Work to be completed: Starting with the line that contains "man in khaki", reproduce each line through the end of the listing below, with no other output.

Data lines:
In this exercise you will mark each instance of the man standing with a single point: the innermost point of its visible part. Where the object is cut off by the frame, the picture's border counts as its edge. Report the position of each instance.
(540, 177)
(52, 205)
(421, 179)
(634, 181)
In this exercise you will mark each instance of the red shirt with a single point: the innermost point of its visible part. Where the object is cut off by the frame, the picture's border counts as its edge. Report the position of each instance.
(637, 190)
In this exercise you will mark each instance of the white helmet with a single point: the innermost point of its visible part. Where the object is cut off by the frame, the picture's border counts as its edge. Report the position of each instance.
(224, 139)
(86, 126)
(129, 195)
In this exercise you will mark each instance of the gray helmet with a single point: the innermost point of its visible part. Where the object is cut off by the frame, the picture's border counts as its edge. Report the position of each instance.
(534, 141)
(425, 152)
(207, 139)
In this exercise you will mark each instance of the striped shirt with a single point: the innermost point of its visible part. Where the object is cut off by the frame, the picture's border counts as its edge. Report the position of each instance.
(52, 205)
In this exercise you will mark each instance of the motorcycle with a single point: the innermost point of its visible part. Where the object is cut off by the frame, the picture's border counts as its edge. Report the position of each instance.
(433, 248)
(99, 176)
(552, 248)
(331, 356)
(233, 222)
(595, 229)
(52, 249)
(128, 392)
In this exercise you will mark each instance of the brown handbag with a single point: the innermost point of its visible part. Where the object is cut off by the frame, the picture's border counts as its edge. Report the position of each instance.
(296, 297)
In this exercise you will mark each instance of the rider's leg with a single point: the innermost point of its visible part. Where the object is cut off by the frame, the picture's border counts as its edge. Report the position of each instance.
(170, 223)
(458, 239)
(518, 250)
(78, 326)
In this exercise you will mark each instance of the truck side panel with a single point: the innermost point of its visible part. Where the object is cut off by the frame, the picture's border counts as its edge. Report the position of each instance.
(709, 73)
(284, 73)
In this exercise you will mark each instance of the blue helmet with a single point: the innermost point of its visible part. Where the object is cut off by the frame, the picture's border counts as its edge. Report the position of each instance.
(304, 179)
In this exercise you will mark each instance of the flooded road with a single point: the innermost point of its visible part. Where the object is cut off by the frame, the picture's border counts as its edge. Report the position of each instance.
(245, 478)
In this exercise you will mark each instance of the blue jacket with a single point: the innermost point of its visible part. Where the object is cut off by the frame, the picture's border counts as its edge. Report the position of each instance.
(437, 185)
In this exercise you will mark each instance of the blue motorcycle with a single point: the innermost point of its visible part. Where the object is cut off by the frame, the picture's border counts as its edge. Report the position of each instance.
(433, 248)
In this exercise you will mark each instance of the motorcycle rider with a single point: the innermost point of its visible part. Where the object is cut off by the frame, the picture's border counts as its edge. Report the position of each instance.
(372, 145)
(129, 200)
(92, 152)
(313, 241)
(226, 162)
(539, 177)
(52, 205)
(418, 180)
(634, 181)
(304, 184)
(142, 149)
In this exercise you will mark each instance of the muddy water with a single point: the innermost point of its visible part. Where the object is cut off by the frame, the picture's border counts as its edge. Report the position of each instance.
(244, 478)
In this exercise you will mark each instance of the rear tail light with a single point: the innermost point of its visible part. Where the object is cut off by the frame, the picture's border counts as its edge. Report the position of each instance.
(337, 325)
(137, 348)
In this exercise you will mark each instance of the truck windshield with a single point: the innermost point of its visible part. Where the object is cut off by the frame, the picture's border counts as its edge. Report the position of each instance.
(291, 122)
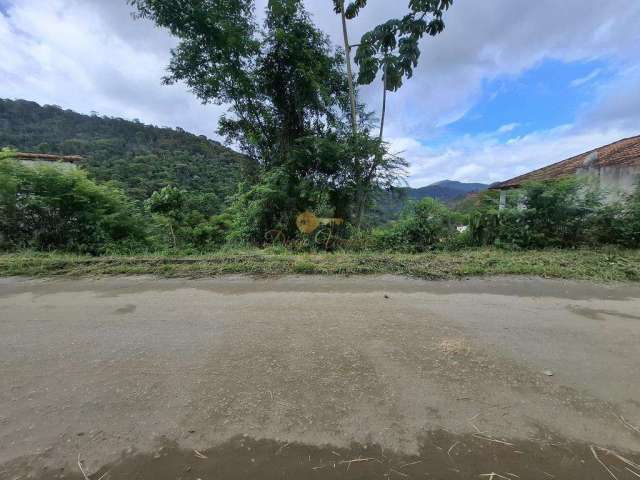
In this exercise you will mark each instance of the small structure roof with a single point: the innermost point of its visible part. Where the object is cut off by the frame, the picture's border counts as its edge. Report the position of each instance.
(622, 153)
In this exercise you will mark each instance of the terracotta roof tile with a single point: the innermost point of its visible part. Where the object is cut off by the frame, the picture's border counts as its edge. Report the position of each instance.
(625, 152)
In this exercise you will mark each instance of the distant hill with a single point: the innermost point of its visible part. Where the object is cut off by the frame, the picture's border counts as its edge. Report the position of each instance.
(389, 205)
(445, 191)
(142, 158)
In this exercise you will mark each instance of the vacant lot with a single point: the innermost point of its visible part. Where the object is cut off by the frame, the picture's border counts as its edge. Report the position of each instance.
(319, 377)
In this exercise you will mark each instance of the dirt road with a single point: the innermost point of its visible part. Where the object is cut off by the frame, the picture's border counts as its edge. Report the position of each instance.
(318, 377)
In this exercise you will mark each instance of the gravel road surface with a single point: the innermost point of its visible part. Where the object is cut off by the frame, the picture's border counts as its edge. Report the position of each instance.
(318, 377)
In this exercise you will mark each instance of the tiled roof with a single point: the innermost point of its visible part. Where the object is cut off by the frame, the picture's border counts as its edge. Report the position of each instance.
(622, 153)
(47, 157)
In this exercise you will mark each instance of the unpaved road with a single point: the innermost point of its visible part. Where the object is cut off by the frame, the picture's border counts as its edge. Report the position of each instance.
(318, 377)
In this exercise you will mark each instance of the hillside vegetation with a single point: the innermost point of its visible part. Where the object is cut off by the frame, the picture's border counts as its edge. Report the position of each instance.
(140, 158)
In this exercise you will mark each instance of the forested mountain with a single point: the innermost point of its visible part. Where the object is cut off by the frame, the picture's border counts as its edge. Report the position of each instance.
(141, 158)
(389, 205)
(445, 191)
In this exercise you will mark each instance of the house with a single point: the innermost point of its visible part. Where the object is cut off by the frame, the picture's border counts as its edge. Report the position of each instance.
(65, 161)
(614, 169)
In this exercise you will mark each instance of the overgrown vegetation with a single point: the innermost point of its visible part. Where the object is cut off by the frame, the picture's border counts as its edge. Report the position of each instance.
(48, 207)
(599, 265)
(308, 145)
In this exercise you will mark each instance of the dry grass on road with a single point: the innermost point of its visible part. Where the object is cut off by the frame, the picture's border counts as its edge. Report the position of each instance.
(599, 265)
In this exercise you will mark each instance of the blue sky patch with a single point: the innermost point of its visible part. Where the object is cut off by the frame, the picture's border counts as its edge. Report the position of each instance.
(549, 95)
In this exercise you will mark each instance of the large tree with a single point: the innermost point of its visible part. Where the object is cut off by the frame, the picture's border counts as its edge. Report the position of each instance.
(287, 93)
(391, 50)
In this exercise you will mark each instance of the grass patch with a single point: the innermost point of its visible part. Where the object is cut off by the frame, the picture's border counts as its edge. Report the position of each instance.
(600, 265)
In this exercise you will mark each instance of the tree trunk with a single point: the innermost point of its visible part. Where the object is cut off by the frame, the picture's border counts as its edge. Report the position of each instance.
(384, 101)
(347, 51)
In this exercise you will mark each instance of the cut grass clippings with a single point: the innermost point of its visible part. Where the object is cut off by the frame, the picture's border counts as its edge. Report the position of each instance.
(600, 265)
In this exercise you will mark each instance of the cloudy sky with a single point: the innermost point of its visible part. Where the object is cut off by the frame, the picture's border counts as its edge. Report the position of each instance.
(510, 86)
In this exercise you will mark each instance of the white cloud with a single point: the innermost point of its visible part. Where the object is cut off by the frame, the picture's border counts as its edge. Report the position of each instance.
(578, 82)
(90, 55)
(509, 127)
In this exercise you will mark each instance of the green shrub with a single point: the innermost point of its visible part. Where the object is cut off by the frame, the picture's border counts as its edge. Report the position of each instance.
(50, 208)
(424, 226)
(560, 214)
(180, 223)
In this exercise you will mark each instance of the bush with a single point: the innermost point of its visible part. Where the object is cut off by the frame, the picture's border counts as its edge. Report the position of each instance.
(560, 214)
(180, 223)
(51, 208)
(424, 226)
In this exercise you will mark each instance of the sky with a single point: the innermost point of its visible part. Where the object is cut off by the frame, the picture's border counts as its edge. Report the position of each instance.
(510, 86)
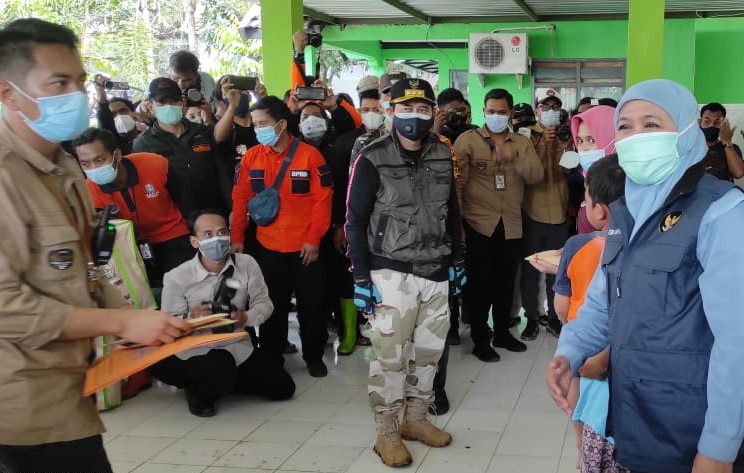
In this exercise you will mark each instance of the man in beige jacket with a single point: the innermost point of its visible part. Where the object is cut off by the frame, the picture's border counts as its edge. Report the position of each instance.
(47, 282)
(495, 165)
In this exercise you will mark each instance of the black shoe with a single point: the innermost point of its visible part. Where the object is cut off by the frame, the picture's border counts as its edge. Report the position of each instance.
(554, 327)
(507, 340)
(317, 368)
(530, 331)
(200, 408)
(441, 403)
(486, 354)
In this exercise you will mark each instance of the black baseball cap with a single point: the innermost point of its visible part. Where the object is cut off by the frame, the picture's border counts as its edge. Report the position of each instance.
(412, 89)
(164, 88)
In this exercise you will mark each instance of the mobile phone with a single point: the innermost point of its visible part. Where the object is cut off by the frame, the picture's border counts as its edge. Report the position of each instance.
(243, 82)
(311, 93)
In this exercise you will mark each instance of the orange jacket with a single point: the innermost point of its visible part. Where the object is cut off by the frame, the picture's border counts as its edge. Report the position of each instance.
(304, 197)
(298, 80)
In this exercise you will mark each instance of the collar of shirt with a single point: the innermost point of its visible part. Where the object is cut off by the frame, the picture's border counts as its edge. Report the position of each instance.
(485, 134)
(201, 273)
(30, 155)
(132, 178)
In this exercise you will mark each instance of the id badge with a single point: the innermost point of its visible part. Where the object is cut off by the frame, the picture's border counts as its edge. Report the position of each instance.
(500, 181)
(145, 251)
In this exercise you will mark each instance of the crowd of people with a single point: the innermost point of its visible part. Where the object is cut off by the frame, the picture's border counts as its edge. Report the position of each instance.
(399, 212)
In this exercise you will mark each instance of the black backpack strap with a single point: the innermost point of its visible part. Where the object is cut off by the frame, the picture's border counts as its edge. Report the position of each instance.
(285, 164)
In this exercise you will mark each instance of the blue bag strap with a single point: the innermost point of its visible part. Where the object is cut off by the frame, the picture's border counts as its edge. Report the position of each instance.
(285, 164)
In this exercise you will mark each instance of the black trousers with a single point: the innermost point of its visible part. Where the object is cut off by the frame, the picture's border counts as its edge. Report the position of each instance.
(284, 273)
(491, 264)
(77, 455)
(211, 376)
(539, 237)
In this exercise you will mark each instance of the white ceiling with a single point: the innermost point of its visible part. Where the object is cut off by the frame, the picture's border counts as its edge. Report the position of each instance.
(492, 11)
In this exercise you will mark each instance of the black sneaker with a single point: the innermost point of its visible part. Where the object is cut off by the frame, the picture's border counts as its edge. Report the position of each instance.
(200, 408)
(486, 354)
(507, 340)
(554, 327)
(441, 403)
(530, 331)
(317, 368)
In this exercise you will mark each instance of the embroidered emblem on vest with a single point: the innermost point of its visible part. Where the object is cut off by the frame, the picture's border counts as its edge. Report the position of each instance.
(670, 220)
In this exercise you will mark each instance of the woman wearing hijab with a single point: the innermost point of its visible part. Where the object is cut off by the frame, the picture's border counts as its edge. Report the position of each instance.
(666, 297)
(594, 138)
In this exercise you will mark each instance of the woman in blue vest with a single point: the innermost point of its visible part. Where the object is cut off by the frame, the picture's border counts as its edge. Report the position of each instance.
(667, 297)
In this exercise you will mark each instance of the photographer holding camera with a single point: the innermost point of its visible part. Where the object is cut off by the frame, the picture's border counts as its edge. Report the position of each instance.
(195, 289)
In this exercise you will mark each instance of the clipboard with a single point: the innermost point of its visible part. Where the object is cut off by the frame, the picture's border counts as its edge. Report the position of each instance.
(121, 364)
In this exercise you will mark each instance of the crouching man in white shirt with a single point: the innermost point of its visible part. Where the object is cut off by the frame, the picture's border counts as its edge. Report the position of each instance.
(210, 372)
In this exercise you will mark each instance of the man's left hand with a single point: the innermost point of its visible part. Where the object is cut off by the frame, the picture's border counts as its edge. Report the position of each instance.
(309, 254)
(726, 134)
(240, 319)
(704, 464)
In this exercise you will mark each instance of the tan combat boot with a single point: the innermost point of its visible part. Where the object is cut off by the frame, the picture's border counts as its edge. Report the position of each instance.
(417, 427)
(388, 446)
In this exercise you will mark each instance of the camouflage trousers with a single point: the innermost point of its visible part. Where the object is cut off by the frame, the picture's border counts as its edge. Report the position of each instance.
(409, 331)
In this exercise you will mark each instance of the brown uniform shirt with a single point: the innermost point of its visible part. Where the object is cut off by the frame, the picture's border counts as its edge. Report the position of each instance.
(480, 160)
(547, 200)
(42, 276)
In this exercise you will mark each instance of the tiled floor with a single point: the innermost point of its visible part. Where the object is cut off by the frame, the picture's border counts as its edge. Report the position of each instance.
(502, 420)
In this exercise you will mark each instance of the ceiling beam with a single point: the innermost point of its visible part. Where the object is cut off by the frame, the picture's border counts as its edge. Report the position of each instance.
(527, 10)
(418, 14)
(322, 16)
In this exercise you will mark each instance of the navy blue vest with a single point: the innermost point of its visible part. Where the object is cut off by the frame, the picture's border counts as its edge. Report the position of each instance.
(660, 340)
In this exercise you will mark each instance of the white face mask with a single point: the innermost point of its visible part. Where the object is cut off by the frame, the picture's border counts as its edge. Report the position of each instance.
(124, 124)
(372, 120)
(550, 118)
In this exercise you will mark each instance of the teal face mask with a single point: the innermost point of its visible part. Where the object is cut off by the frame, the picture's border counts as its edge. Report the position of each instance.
(169, 114)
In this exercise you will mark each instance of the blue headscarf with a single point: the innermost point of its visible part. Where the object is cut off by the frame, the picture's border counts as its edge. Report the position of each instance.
(681, 105)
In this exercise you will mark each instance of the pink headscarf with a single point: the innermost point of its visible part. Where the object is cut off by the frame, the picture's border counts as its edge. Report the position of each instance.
(600, 120)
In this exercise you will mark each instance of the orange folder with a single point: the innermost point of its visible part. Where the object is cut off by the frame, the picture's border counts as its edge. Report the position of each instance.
(122, 363)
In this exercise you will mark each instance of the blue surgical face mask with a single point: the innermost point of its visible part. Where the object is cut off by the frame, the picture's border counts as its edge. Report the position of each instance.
(587, 158)
(649, 158)
(103, 175)
(267, 135)
(497, 123)
(61, 117)
(169, 114)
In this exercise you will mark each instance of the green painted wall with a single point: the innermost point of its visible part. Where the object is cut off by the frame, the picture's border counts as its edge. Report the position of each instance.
(719, 53)
(702, 54)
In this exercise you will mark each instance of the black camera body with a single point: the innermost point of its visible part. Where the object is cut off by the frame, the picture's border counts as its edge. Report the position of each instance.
(222, 301)
(194, 98)
(563, 133)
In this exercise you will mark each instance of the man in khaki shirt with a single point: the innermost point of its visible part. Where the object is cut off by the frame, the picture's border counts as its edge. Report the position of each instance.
(495, 164)
(545, 206)
(47, 314)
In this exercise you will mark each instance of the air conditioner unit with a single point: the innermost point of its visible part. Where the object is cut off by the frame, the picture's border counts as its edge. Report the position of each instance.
(498, 53)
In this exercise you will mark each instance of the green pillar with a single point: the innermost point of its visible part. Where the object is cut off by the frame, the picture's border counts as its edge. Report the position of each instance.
(279, 20)
(645, 40)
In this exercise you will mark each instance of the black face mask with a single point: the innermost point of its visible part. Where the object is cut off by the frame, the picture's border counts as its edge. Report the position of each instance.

Response:
In this exercise you will mark each instance of the man in khaki shirt with a single point: the innermost point of its visible part. Where the object is cut off by the frame, the picture's border counts as its edge. Report the position of each instance.
(495, 164)
(545, 206)
(47, 314)
In this exercise you will mark each instance of the air conditioner unit with a single point: the innermost point of its visible part. Where the object is cut off by the frame, the picture's border counts as its edge. Report the position of each instance.
(498, 53)
In this exercise you will mark each instance of the green pillar with a single point: the innermost point of its visible part. Where the object is cut off by the frame, the picture's border counts as its edge. Report the position of each instance.
(279, 20)
(645, 40)
In this exercise you will mark each instance of the black face mask with a single point: the innermost point of its visible part. Where the object is cut off by the frame, the picture's border counts as its edge. Report the position of each instance.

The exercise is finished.